Copy out the records below, substituting "coarse mask" for every occurrence of "rough mask" and leaving everything else unchanged.

RECORDS FOR THE TASK:
%%

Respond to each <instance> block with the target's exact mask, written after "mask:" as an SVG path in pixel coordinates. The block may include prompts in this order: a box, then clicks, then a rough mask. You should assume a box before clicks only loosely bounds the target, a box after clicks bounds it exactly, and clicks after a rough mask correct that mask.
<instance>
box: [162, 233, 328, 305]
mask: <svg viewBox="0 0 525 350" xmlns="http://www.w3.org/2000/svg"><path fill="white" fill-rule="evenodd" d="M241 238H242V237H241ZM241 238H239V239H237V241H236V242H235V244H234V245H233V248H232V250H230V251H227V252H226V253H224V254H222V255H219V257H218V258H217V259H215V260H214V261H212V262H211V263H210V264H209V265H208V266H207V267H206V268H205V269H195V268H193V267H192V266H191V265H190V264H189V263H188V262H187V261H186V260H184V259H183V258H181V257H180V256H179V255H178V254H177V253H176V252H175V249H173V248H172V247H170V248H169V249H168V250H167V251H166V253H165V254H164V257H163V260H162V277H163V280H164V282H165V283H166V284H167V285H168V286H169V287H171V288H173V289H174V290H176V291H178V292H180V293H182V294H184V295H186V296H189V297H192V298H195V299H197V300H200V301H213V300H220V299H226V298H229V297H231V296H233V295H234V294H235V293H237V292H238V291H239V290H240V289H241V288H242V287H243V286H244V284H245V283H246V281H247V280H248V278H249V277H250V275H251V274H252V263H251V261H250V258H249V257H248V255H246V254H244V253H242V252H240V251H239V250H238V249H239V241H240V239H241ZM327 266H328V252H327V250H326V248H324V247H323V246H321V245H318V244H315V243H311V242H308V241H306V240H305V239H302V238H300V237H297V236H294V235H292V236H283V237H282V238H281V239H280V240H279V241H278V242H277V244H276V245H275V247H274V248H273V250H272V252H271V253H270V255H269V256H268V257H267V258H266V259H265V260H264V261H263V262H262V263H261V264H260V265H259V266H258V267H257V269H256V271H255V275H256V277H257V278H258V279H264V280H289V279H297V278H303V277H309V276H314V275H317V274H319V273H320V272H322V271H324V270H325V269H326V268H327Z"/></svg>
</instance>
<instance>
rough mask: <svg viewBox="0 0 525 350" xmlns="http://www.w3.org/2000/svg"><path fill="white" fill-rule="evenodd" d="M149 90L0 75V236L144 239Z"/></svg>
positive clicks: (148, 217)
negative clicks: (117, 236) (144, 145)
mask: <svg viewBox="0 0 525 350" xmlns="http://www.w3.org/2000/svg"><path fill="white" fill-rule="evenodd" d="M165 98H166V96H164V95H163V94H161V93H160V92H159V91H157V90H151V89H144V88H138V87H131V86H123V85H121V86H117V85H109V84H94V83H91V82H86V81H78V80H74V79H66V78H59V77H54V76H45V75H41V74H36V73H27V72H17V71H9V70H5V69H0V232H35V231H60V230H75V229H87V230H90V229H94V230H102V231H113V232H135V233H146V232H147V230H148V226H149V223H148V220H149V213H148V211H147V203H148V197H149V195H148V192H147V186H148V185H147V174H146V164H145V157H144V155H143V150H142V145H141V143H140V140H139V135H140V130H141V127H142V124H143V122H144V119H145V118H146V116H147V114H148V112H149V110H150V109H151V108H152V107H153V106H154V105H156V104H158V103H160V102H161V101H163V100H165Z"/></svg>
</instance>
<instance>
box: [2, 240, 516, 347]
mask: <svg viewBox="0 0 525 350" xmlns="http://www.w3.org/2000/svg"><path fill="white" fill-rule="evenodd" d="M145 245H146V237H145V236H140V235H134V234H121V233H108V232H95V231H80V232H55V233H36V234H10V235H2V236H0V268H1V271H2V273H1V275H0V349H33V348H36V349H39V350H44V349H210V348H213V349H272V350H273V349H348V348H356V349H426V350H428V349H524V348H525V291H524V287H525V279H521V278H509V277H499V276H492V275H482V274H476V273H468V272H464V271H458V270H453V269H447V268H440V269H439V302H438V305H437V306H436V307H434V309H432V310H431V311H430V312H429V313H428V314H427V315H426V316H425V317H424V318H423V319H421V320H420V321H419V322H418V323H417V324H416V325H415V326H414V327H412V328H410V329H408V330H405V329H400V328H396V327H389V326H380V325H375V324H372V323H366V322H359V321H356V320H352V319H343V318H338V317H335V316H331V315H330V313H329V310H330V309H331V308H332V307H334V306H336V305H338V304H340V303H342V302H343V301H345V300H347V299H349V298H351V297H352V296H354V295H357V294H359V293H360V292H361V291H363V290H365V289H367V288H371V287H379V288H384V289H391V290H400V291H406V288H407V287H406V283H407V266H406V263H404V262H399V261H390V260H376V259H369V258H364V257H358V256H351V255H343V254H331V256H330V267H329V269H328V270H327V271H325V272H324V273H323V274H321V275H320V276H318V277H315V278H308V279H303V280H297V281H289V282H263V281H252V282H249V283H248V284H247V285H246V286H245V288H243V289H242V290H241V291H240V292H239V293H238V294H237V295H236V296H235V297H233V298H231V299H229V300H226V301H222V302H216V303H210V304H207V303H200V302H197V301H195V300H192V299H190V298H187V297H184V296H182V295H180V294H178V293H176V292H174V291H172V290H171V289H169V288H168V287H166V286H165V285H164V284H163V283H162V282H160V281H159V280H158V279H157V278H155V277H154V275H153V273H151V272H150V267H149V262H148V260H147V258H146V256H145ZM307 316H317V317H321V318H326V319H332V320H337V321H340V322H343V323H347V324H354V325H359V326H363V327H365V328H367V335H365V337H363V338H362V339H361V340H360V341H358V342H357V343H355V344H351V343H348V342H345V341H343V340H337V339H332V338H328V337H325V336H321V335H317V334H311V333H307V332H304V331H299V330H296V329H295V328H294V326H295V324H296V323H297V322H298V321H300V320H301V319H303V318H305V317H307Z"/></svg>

%%

ANSWER BOX:
Respond to each <instance> block with the target's exact mask, written after "mask:" as an SVG path in pixel coordinates. The block may include prompts in this order: a box, then clicks, then a coarse mask. You should assume a box before clicks only loosely bounds the target, a box after clicks bounds it exactly, and clicks after a coarse mask correct that mask.
<instance>
box: [162, 233, 328, 305]
mask: <svg viewBox="0 0 525 350" xmlns="http://www.w3.org/2000/svg"><path fill="white" fill-rule="evenodd" d="M241 238H242V237H241ZM241 238H239V239H237V241H236V242H235V244H234V245H233V248H232V250H230V251H227V252H226V253H224V254H222V255H219V257H218V258H217V259H215V260H214V261H212V262H211V263H210V264H209V265H208V266H207V267H206V268H205V269H195V268H193V267H192V266H191V265H190V264H189V263H188V262H187V261H186V260H184V259H183V258H181V257H180V256H179V255H178V254H177V253H176V252H175V249H173V248H172V247H170V248H169V249H168V250H167V251H166V253H165V254H164V257H163V260H162V277H163V280H164V282H165V283H166V284H167V285H168V286H169V287H171V288H173V289H174V290H176V291H178V292H180V293H182V294H184V295H186V296H189V297H192V298H195V299H197V300H200V301H213V300H220V299H226V298H229V297H231V296H233V295H234V294H235V293H237V292H238V291H239V290H240V289H241V288H242V287H243V286H244V284H245V283H246V281H247V280H248V278H249V277H250V275H251V274H252V263H251V261H250V258H249V257H248V255H246V254H244V253H242V252H240V251H239V250H238V249H239V241H240V239H241ZM327 266H328V252H327V250H326V248H324V247H323V246H321V245H318V244H315V243H311V242H308V241H306V240H305V239H302V238H300V237H297V236H294V235H292V236H283V237H282V238H281V239H280V240H279V241H278V242H277V244H276V245H275V247H274V248H273V250H272V252H271V253H270V255H269V256H268V257H267V258H266V259H265V260H264V261H263V262H262V263H261V264H260V265H259V266H258V267H257V269H256V271H255V275H256V277H257V278H258V279H264V280H289V279H297V278H303V277H309V276H314V275H317V274H319V273H320V272H322V271H324V270H325V269H326V268H327Z"/></svg>
</instance>
<instance>
coarse mask: <svg viewBox="0 0 525 350" xmlns="http://www.w3.org/2000/svg"><path fill="white" fill-rule="evenodd" d="M149 90L0 75V236L144 239Z"/></svg>
positive clicks: (148, 217)
negative clicks: (117, 236) (144, 145)
mask: <svg viewBox="0 0 525 350" xmlns="http://www.w3.org/2000/svg"><path fill="white" fill-rule="evenodd" d="M165 98H166V96H164V95H163V94H161V93H160V92H159V91H157V90H151V89H144V88H138V87H131V86H123V85H121V86H117V85H109V84H94V83H91V82H86V81H78V80H74V79H66V78H59V77H54V76H45V75H41V74H36V73H27V72H17V71H9V70H5V69H0V232H35V231H60V230H75V229H87V230H90V229H94V230H102V231H113V232H135V233H146V232H147V230H148V226H149V223H148V220H149V213H148V211H147V203H148V197H149V195H148V192H147V186H148V185H147V174H146V164H145V157H144V155H143V150H142V145H141V143H140V140H139V135H140V130H141V127H142V124H143V122H144V119H145V118H146V116H147V114H148V112H149V110H150V109H151V108H152V107H153V106H154V105H156V104H158V103H160V102H161V101H163V100H165Z"/></svg>
</instance>
<instance>
box: [2, 240, 516, 347]
mask: <svg viewBox="0 0 525 350" xmlns="http://www.w3.org/2000/svg"><path fill="white" fill-rule="evenodd" d="M145 245H146V237H145V236H140V235H134V234H121V233H108V232H95V231H80V232H55V233H36V234H10V235H2V236H0V268H1V271H2V273H1V275H0V349H33V348H36V349H39V350H44V349H210V348H213V349H272V350H273V349H348V348H356V349H426V350H428V349H524V348H525V291H524V287H525V279H521V278H509V277H499V276H492V275H482V274H476V273H468V272H464V271H458V270H453V269H447V268H440V269H439V302H438V305H437V306H436V307H434V309H432V310H431V311H430V312H429V313H428V314H427V315H426V316H425V317H424V318H423V319H421V320H420V321H419V322H418V323H417V324H416V325H415V326H414V327H412V328H410V329H408V330H405V329H400V328H396V327H389V326H380V325H375V324H372V323H366V322H359V321H356V320H352V319H343V318H338V317H335V316H331V315H330V313H329V310H330V309H331V308H332V307H334V306H336V305H338V304H340V303H342V302H343V301H345V300H347V299H349V298H351V297H352V296H354V295H357V294H359V293H360V292H361V291H363V290H365V289H367V288H371V287H379V288H384V289H391V290H400V291H406V288H407V287H406V283H407V266H406V263H404V262H399V261H390V260H376V259H369V258H364V257H358V256H351V255H343V254H331V256H330V267H329V269H328V270H327V271H325V272H324V273H323V274H321V275H320V276H318V277H315V278H308V279H303V280H297V281H289V282H263V281H252V282H249V283H248V284H247V285H246V286H245V288H243V289H242V290H241V291H240V292H239V293H238V294H237V295H236V296H235V297H233V298H231V299H229V300H226V301H222V302H216V303H210V304H207V303H200V302H197V301H195V300H192V299H190V298H187V297H184V296H182V295H180V294H178V293H176V292H174V291H172V290H171V289H169V288H168V287H166V286H165V285H164V284H163V283H162V282H160V281H159V280H158V279H157V278H155V277H154V275H153V273H151V272H150V267H149V262H148V260H147V258H146V256H145ZM307 316H317V317H321V318H326V319H332V320H337V321H340V322H343V323H347V324H354V325H359V326H363V327H365V328H367V335H365V337H363V338H362V339H361V340H360V341H358V342H357V343H355V344H351V343H348V342H345V341H343V340H337V339H332V338H328V337H325V336H321V335H317V334H311V333H307V332H304V331H299V330H296V329H295V328H294V326H295V324H296V323H297V322H298V321H300V320H301V319H303V318H305V317H307Z"/></svg>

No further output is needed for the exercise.